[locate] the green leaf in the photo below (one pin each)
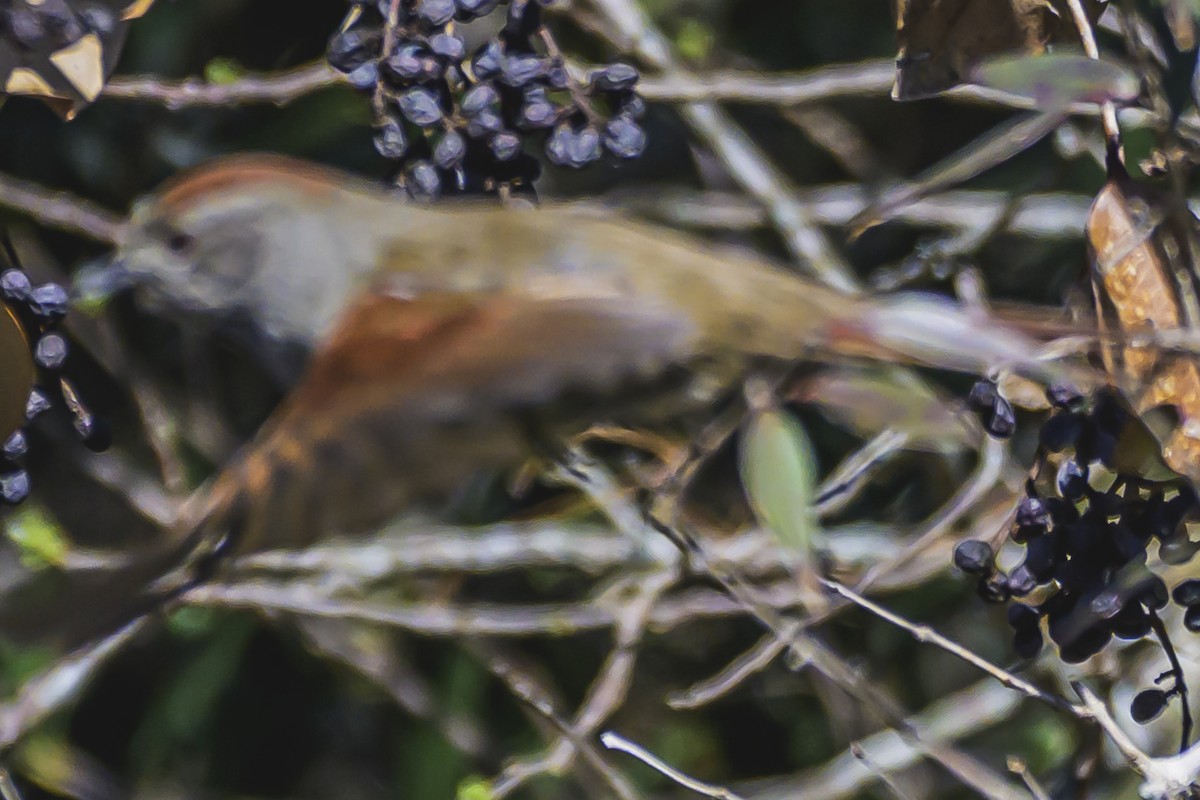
(222, 71)
(474, 788)
(871, 401)
(37, 536)
(779, 475)
(1054, 82)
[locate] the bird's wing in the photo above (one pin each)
(409, 397)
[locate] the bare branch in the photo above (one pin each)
(59, 210)
(616, 741)
(277, 89)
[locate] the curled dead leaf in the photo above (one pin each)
(67, 74)
(940, 41)
(1134, 245)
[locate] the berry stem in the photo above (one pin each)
(1181, 685)
(389, 41)
(573, 85)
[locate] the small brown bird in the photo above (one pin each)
(439, 336)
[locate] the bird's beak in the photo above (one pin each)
(99, 282)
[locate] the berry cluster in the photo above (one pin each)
(39, 310)
(459, 121)
(995, 413)
(1086, 540)
(54, 23)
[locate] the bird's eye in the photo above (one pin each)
(179, 242)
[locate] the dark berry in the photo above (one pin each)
(1027, 642)
(982, 398)
(1132, 624)
(450, 150)
(1002, 421)
(519, 71)
(576, 149)
(390, 139)
(1147, 704)
(1187, 594)
(51, 352)
(505, 145)
(1071, 480)
(1032, 512)
(351, 49)
(37, 403)
(994, 589)
(408, 62)
(448, 46)
(975, 557)
(16, 445)
(364, 77)
(537, 110)
(15, 486)
(436, 12)
(624, 138)
(424, 180)
(1061, 431)
(557, 76)
(420, 107)
(1155, 594)
(1108, 603)
(15, 284)
(478, 98)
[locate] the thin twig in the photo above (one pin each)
(7, 787)
(59, 210)
(1020, 769)
(742, 157)
(1179, 678)
(60, 684)
(275, 88)
(616, 741)
(859, 755)
(1108, 110)
(929, 636)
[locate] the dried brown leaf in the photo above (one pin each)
(70, 77)
(1137, 292)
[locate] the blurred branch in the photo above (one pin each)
(529, 691)
(438, 619)
(59, 210)
(616, 741)
(634, 31)
(804, 648)
(964, 714)
(610, 687)
(1044, 216)
(60, 684)
(929, 636)
(277, 88)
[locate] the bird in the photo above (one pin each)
(439, 340)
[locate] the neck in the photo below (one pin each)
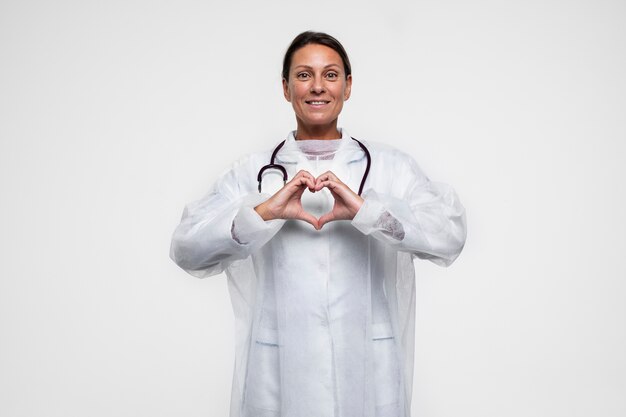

▶ Direction
Reproduce the records above verbatim, starting at the line that contains "[locate] the blurred" and continuing down to the end of the records, with both ends included. Omit the pictures from your copy.

▶ Written solution
[locate] the blurred branch in the photo above (one pin each)
(529, 691)
(438, 619)
(59, 210)
(616, 741)
(634, 31)
(804, 648)
(964, 714)
(610, 687)
(1044, 216)
(60, 684)
(929, 636)
(277, 88)
[locate] the bird in the photo above (one pin each)
(439, 340)
[locate] the neck in the photo below (one pin each)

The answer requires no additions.